## What is asked:
Recast everything from the line containing "[segment] hazy blue sky" down to the end of the listing as a JSON list of strings, one string per line, leaving out blank lines.

>>>>>

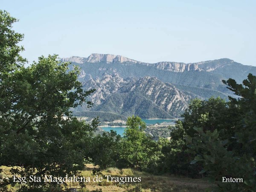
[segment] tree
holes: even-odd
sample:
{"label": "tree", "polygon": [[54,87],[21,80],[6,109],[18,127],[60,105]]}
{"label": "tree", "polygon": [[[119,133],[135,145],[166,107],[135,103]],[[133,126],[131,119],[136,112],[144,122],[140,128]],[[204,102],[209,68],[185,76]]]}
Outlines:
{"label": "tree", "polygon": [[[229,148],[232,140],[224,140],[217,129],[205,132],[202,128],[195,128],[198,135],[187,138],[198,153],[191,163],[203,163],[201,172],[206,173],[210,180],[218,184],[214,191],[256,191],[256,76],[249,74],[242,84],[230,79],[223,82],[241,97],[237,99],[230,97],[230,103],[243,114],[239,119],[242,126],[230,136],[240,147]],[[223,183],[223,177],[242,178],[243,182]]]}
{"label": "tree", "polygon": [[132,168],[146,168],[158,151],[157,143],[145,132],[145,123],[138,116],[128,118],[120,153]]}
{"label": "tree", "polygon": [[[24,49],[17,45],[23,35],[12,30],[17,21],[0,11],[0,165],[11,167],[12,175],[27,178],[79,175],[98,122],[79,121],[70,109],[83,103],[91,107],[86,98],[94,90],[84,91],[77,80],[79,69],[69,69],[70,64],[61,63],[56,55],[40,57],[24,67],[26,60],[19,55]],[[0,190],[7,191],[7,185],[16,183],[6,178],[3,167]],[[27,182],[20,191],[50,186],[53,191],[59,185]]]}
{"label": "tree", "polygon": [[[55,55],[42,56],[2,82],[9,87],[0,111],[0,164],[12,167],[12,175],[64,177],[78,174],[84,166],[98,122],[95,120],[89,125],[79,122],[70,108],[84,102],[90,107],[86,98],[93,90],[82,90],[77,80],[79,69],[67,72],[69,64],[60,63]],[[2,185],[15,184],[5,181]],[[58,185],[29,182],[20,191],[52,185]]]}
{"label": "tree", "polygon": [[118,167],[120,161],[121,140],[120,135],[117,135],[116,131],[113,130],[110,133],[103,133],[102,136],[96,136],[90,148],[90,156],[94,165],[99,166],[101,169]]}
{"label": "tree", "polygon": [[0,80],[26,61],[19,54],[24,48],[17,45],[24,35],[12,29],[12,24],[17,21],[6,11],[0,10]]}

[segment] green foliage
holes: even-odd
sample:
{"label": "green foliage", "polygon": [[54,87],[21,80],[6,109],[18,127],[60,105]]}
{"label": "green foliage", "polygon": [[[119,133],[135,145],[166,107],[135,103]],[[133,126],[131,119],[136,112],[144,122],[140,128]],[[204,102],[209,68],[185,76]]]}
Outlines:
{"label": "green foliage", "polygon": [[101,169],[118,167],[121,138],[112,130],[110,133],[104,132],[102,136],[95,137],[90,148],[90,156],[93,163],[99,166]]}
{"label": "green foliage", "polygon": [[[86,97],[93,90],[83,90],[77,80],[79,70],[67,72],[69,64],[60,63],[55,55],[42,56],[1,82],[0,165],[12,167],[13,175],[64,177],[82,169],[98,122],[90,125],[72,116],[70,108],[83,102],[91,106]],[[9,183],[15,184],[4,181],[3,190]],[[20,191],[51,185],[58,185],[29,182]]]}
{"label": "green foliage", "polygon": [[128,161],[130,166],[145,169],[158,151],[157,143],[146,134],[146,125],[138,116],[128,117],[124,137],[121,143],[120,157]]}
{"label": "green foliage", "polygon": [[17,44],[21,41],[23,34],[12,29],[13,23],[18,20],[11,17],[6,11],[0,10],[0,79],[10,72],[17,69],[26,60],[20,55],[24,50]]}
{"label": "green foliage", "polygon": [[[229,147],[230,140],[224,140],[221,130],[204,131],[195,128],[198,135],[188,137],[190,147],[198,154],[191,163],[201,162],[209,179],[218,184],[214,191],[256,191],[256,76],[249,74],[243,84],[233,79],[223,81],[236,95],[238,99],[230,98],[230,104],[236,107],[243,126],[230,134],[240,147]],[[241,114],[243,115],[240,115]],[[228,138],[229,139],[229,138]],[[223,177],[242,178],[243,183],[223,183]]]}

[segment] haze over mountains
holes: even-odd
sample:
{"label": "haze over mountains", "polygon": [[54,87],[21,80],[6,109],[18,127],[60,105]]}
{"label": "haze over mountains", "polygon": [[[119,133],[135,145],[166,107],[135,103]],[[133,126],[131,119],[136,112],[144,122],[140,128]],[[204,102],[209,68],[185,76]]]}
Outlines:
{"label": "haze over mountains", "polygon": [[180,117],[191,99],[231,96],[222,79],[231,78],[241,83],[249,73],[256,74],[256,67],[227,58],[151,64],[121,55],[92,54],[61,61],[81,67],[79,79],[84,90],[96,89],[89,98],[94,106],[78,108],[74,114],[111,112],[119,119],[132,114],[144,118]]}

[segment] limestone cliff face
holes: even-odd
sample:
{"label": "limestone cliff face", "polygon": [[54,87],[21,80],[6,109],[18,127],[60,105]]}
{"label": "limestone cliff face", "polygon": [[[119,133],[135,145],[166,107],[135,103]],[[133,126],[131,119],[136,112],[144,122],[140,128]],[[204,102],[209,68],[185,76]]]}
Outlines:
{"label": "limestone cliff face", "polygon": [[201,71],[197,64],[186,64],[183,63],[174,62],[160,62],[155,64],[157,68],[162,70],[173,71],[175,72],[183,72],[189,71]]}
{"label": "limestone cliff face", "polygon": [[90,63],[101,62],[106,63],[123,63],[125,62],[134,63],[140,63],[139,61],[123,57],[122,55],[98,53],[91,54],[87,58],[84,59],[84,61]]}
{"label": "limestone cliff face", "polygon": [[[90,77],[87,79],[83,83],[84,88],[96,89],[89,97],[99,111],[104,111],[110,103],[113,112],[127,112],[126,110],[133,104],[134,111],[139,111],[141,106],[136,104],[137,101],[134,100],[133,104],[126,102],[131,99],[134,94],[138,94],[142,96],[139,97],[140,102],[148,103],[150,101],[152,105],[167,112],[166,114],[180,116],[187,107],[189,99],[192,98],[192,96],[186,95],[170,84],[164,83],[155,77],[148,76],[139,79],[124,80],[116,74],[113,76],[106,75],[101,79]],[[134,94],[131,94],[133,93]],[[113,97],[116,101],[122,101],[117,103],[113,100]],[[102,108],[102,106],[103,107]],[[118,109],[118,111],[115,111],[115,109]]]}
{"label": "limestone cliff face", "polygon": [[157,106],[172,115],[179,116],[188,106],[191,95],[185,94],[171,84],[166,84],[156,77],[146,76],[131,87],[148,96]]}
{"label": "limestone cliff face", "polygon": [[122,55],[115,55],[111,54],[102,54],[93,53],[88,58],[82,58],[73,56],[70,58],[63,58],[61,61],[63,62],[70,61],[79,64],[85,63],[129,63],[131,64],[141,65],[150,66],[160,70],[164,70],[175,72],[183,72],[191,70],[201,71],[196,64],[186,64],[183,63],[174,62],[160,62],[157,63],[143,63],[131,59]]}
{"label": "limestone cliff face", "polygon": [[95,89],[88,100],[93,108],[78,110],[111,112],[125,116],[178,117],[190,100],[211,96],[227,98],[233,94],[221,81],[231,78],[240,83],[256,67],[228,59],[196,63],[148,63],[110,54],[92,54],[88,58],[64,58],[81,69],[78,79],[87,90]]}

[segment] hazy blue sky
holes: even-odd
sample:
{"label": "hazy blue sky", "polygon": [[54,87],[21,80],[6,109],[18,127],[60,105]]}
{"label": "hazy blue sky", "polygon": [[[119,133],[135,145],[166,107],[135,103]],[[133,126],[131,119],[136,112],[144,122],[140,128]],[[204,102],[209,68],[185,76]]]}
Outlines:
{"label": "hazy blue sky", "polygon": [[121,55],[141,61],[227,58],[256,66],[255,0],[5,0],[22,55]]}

<<<<<

## Result of the task:
[
  "[segment] hazy blue sky",
  "holes: even-odd",
  "sample:",
  "{\"label\": \"hazy blue sky\", \"polygon\": [[54,87],[21,80],[6,109],[18,127],[60,105]]}",
  "{\"label\": \"hazy blue sky\", \"polygon\": [[[119,133],[135,145],[166,107],[135,103]],[[133,126],[131,119],[136,112],[144,122],[140,128]],[[204,102],[209,68],[185,76]]]}",
  "Outlines:",
  "{\"label\": \"hazy blue sky\", \"polygon\": [[121,55],[141,61],[227,58],[256,66],[255,0],[5,0],[22,55]]}"
]